Если говорить, что он вносит раскол в русское общество, то позволительно спросить, в какое общество? То, где насилуют молоденьких девочек, позволяют умирать с голоду целым семействам, где богатеи (или сильные мира сего) абсолютно безнаказанно переезжают на бешеной карете бедного чиновника, вдавливая ребра в его тело. Где от ужаса жизни топятся женщины в питерских канавах, где каторжники считают себя верующими в Бога, а простой народ веселится, забивая топором, оглоблей, ломом бедную клячу, где вонь, грязь, гулящие женщины на каждом шагу, где старая ростовщица обирает всех, попадающих в ее сети, где кроме матери и сестры Раскольникова, его друга Разумихина и следователя с иезуитскими наклонностями нельзя увидеть ни одного положительного персонажа. Как можно расколоть такое общество, оно уже расколото.

·····

Порядок выполнения: Кого отрывок называет единственными положительными персонажами описанного общества? Следующие далее пункты взяты из другого источника.

·····

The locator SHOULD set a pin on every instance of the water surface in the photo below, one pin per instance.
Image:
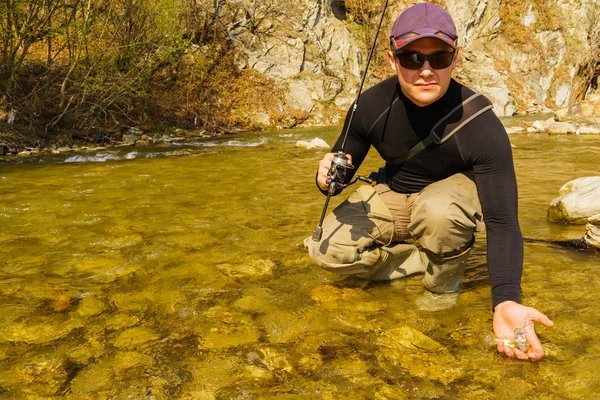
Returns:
(179, 272)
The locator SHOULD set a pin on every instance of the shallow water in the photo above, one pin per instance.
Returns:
(180, 273)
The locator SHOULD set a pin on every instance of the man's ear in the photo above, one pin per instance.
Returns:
(392, 60)
(455, 61)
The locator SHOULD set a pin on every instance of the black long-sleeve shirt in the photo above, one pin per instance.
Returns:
(387, 120)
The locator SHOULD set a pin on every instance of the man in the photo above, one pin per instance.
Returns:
(422, 217)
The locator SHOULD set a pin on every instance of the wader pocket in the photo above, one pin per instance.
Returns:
(352, 232)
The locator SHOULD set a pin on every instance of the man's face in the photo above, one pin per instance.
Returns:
(425, 85)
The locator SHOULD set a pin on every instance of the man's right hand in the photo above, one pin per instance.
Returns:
(324, 167)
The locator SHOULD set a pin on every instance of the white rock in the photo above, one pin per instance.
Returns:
(562, 127)
(546, 124)
(538, 126)
(316, 143)
(579, 201)
(589, 130)
(514, 129)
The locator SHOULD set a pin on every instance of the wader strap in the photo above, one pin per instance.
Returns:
(450, 123)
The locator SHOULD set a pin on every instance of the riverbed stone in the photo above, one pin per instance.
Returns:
(316, 143)
(43, 375)
(121, 320)
(135, 337)
(578, 200)
(253, 268)
(592, 235)
(284, 326)
(588, 130)
(562, 127)
(38, 330)
(90, 306)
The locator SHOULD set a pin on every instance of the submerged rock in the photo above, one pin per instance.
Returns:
(38, 332)
(135, 337)
(316, 143)
(578, 201)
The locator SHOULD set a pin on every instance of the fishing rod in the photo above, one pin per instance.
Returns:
(340, 163)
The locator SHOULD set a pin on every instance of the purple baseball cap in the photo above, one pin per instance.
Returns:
(420, 21)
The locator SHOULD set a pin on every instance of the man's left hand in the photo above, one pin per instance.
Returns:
(509, 316)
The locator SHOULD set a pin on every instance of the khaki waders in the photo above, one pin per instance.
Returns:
(378, 234)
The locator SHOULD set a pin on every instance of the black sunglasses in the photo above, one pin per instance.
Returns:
(439, 60)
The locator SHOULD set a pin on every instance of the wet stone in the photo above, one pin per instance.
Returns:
(415, 352)
(253, 268)
(284, 326)
(87, 352)
(90, 306)
(44, 375)
(42, 330)
(135, 337)
(121, 320)
(274, 360)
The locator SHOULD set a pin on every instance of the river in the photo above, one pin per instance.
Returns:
(179, 272)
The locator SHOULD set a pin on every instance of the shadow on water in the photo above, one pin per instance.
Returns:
(180, 273)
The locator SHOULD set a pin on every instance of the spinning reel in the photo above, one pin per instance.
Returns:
(340, 164)
(337, 176)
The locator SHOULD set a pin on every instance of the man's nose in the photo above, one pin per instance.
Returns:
(426, 69)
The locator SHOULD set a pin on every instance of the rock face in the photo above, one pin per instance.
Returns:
(578, 203)
(527, 56)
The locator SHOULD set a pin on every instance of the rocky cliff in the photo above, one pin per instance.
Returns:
(527, 56)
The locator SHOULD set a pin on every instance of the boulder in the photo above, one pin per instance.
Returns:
(316, 143)
(562, 127)
(578, 203)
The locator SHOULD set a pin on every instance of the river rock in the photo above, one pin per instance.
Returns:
(592, 236)
(38, 331)
(90, 306)
(135, 337)
(253, 268)
(588, 130)
(129, 139)
(562, 127)
(578, 201)
(42, 376)
(407, 350)
(316, 143)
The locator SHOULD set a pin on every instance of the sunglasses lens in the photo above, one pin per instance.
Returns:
(411, 60)
(440, 60)
(416, 60)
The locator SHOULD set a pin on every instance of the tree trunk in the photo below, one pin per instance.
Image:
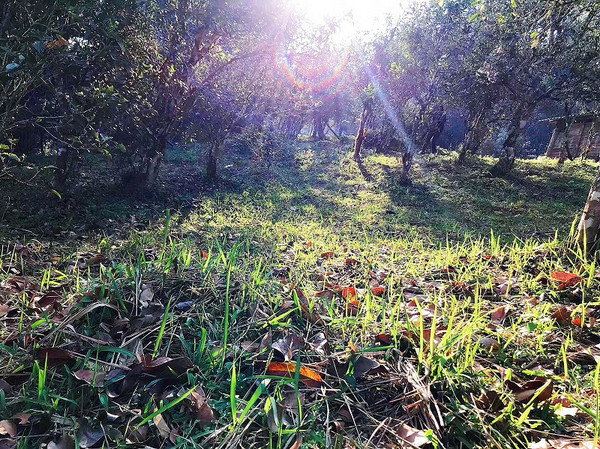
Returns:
(507, 162)
(589, 225)
(318, 127)
(211, 164)
(362, 130)
(407, 161)
(62, 169)
(473, 138)
(153, 165)
(360, 138)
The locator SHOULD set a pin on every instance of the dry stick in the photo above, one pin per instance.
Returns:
(78, 315)
(334, 133)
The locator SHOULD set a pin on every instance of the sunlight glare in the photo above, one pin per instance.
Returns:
(353, 17)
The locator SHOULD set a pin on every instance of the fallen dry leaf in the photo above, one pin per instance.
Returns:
(288, 369)
(8, 428)
(539, 388)
(566, 279)
(162, 426)
(204, 412)
(414, 437)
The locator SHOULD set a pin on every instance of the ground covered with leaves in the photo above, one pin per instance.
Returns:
(310, 302)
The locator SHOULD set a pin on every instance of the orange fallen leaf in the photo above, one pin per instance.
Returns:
(288, 369)
(566, 279)
(378, 291)
(499, 314)
(349, 293)
(562, 316)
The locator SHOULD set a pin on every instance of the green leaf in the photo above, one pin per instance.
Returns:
(164, 408)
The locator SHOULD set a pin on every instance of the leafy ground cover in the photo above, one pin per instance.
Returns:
(307, 303)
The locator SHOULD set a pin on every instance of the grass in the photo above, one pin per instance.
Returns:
(469, 343)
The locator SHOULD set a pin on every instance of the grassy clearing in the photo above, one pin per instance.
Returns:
(397, 316)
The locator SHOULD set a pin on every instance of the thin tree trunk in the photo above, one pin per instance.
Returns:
(509, 147)
(211, 165)
(589, 225)
(362, 131)
(318, 128)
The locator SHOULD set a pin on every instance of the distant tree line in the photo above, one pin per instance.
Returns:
(130, 78)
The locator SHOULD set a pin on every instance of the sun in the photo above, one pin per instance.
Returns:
(353, 18)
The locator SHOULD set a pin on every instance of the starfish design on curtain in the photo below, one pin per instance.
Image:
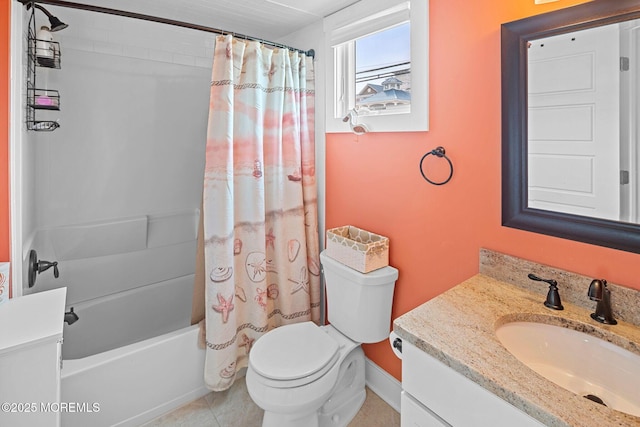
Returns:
(302, 284)
(247, 343)
(270, 238)
(224, 307)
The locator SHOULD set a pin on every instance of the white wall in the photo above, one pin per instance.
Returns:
(114, 193)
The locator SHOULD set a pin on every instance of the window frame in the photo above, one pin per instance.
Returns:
(358, 20)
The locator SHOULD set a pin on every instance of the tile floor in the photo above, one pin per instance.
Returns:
(234, 408)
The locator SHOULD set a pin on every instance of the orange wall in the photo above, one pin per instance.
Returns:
(435, 233)
(5, 12)
(373, 180)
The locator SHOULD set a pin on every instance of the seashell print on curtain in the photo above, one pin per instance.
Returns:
(260, 201)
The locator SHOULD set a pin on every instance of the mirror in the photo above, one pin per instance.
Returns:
(542, 179)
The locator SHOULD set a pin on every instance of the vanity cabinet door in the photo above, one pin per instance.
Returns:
(413, 414)
(453, 397)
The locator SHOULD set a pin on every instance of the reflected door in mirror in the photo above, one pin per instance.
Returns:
(574, 125)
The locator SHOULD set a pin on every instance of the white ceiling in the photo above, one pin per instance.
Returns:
(266, 19)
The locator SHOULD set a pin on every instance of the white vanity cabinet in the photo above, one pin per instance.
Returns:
(434, 395)
(30, 357)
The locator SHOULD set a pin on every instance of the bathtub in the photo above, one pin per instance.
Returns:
(135, 383)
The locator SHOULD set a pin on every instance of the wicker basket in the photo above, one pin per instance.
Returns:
(356, 248)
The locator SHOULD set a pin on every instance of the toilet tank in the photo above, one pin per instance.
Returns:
(359, 304)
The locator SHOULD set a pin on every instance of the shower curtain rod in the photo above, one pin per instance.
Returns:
(173, 22)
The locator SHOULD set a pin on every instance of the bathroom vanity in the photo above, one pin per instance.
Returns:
(30, 358)
(455, 371)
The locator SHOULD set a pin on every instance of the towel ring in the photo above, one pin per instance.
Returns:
(439, 152)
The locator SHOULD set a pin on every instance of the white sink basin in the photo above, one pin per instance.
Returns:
(585, 365)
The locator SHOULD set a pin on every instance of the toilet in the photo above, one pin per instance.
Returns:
(313, 376)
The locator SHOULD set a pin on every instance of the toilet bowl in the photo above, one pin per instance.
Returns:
(326, 387)
(314, 376)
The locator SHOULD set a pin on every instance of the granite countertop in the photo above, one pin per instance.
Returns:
(458, 328)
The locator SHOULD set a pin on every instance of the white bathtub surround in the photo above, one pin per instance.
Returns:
(136, 383)
(262, 264)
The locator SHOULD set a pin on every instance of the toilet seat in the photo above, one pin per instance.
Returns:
(294, 355)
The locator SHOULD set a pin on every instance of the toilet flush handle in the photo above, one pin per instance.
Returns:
(397, 344)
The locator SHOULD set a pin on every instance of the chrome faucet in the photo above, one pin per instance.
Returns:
(598, 291)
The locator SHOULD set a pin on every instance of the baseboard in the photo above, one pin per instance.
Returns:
(383, 384)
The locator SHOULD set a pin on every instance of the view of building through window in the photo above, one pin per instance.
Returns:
(383, 72)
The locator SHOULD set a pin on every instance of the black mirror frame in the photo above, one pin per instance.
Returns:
(515, 212)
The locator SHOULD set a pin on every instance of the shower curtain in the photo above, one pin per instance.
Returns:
(260, 201)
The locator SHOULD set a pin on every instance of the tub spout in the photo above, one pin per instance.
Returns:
(70, 317)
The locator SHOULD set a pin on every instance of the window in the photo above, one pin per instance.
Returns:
(379, 66)
(383, 72)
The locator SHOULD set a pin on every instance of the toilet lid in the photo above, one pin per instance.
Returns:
(293, 351)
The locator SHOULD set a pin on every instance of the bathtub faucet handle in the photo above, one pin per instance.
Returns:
(45, 265)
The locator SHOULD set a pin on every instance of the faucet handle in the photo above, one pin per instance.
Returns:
(553, 296)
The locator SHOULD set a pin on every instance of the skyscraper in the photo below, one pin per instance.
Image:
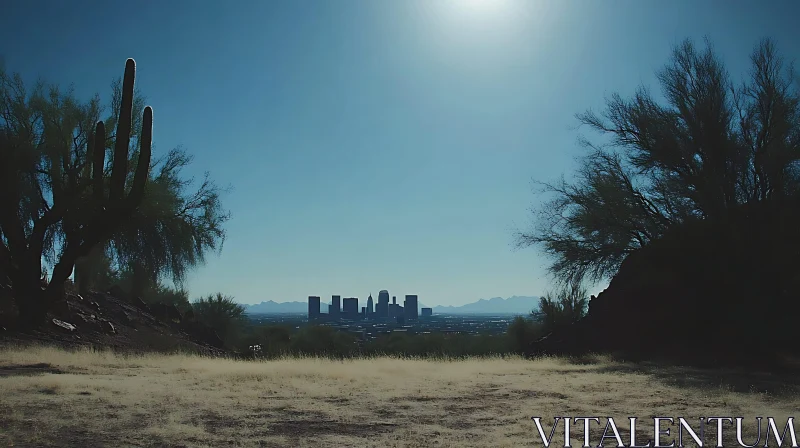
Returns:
(350, 308)
(313, 307)
(410, 308)
(336, 307)
(382, 308)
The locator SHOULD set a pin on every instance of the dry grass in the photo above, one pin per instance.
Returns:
(101, 399)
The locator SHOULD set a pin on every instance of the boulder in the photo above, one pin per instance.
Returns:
(117, 292)
(65, 326)
(707, 290)
(139, 303)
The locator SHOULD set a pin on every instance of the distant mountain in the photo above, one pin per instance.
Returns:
(271, 307)
(497, 305)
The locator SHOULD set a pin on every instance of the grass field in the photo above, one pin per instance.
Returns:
(51, 397)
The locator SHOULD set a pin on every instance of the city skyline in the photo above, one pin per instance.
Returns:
(388, 143)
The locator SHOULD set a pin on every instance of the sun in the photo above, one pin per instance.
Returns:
(479, 6)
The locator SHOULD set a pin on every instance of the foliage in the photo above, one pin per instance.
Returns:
(222, 313)
(710, 147)
(174, 227)
(60, 198)
(272, 341)
(564, 307)
(522, 332)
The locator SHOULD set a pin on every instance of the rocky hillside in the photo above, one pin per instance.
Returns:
(111, 320)
(720, 292)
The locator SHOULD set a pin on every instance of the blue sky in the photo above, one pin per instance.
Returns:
(376, 144)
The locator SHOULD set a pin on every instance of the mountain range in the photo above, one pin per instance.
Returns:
(496, 305)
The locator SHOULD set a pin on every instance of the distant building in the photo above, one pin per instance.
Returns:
(336, 307)
(382, 308)
(313, 308)
(411, 308)
(393, 309)
(350, 308)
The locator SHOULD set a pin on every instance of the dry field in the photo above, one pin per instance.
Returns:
(50, 397)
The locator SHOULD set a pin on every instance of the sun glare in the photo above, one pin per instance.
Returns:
(479, 7)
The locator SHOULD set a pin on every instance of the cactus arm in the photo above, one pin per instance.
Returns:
(143, 167)
(98, 160)
(119, 171)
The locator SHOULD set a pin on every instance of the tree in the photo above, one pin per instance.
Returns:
(59, 198)
(220, 312)
(565, 306)
(710, 148)
(172, 229)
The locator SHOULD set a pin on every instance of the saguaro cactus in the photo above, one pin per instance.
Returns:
(87, 219)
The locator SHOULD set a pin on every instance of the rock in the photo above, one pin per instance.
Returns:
(117, 292)
(89, 322)
(65, 325)
(732, 284)
(139, 303)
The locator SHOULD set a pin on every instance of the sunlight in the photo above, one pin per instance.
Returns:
(482, 9)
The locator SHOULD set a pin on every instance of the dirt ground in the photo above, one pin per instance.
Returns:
(53, 397)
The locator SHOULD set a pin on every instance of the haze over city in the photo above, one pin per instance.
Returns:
(375, 145)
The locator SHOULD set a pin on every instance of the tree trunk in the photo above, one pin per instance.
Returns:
(82, 275)
(139, 281)
(31, 301)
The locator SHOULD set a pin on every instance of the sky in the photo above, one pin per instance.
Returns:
(376, 144)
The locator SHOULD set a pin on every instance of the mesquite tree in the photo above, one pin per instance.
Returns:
(711, 147)
(58, 198)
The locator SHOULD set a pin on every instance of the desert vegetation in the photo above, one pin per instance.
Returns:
(688, 203)
(103, 399)
(97, 235)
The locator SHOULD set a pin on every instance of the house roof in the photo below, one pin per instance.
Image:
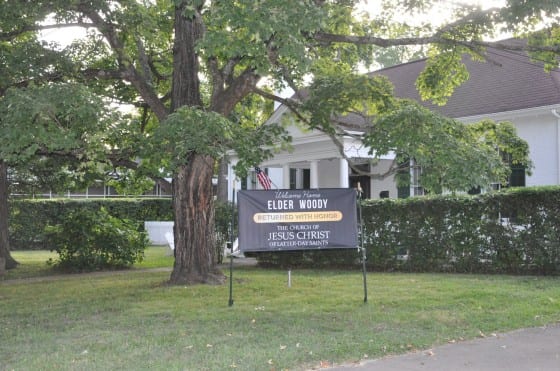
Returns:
(506, 81)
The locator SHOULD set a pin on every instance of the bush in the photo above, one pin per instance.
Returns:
(514, 231)
(28, 218)
(87, 240)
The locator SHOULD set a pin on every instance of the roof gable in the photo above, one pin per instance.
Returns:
(508, 81)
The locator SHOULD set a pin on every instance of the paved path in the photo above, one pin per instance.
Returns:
(534, 349)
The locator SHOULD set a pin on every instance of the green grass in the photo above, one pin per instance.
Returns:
(133, 320)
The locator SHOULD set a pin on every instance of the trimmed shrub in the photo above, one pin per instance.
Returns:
(88, 240)
(514, 231)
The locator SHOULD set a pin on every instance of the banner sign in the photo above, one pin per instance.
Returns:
(297, 219)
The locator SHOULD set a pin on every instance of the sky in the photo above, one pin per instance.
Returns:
(65, 36)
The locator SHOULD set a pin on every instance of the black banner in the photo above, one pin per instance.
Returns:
(297, 219)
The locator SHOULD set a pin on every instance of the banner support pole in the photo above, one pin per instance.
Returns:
(361, 234)
(230, 243)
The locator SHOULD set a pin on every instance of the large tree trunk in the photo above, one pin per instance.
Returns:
(195, 254)
(6, 260)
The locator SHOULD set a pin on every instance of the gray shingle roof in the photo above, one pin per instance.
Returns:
(508, 81)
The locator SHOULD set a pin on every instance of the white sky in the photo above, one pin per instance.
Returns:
(65, 36)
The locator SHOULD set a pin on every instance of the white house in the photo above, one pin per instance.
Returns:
(509, 86)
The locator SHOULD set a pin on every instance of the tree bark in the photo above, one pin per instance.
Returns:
(6, 260)
(195, 254)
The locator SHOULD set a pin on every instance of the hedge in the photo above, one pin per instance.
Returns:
(28, 218)
(514, 231)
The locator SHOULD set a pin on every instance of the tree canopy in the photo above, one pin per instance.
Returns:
(189, 65)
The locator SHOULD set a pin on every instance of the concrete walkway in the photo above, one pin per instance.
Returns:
(534, 349)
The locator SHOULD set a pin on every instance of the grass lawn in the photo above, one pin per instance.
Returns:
(135, 321)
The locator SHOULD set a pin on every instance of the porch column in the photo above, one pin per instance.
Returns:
(313, 174)
(343, 173)
(286, 176)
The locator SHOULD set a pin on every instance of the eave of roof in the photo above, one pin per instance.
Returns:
(507, 81)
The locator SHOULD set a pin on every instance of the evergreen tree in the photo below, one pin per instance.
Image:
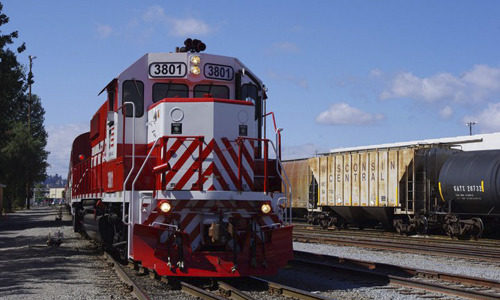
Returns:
(23, 159)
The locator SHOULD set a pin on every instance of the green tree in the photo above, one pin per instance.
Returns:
(23, 159)
(12, 78)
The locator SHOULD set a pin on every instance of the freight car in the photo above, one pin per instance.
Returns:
(411, 188)
(176, 172)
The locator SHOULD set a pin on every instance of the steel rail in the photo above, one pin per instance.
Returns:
(231, 292)
(198, 292)
(375, 233)
(393, 244)
(289, 291)
(453, 278)
(411, 282)
(135, 289)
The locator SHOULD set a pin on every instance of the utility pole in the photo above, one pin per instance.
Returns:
(470, 124)
(30, 81)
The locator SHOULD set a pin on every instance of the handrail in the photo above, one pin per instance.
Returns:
(279, 166)
(286, 182)
(81, 178)
(133, 160)
(277, 131)
(139, 173)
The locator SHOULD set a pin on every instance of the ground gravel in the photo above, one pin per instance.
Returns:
(474, 268)
(29, 269)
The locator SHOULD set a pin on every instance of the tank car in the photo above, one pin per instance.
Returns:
(176, 172)
(411, 188)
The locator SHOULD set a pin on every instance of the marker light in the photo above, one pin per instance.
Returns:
(195, 60)
(164, 206)
(195, 70)
(265, 208)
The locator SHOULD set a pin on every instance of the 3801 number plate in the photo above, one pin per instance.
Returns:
(218, 72)
(167, 69)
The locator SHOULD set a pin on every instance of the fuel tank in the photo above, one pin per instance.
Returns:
(471, 182)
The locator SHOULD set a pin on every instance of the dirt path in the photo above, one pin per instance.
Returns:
(29, 269)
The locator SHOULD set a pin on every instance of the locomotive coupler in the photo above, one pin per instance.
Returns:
(180, 249)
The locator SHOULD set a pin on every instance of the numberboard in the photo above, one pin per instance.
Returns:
(220, 72)
(167, 69)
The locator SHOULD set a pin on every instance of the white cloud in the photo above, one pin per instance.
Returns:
(59, 145)
(376, 73)
(154, 13)
(104, 31)
(177, 26)
(478, 84)
(446, 112)
(285, 47)
(488, 119)
(298, 81)
(301, 151)
(188, 26)
(344, 114)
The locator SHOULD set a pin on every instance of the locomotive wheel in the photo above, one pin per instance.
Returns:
(478, 228)
(324, 222)
(421, 225)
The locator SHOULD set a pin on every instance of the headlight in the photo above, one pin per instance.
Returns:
(195, 70)
(195, 60)
(164, 206)
(265, 208)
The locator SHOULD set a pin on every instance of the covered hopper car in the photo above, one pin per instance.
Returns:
(176, 172)
(412, 188)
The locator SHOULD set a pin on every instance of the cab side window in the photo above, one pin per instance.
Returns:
(133, 91)
(249, 91)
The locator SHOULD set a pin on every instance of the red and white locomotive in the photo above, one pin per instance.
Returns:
(176, 172)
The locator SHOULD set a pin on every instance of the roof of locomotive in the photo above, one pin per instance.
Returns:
(147, 59)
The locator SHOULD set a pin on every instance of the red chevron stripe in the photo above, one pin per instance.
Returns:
(194, 234)
(233, 155)
(247, 155)
(225, 164)
(191, 170)
(180, 162)
(220, 179)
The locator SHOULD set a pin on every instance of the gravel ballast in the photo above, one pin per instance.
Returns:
(476, 268)
(32, 270)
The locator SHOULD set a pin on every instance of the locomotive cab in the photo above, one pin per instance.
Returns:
(180, 176)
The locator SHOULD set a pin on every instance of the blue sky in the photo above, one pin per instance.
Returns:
(339, 73)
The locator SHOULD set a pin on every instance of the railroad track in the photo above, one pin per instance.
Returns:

·····

Поле ответа: Мать и сестру Раскольникова, его друга Разумихина и следователя с иезуитскими наклонностями.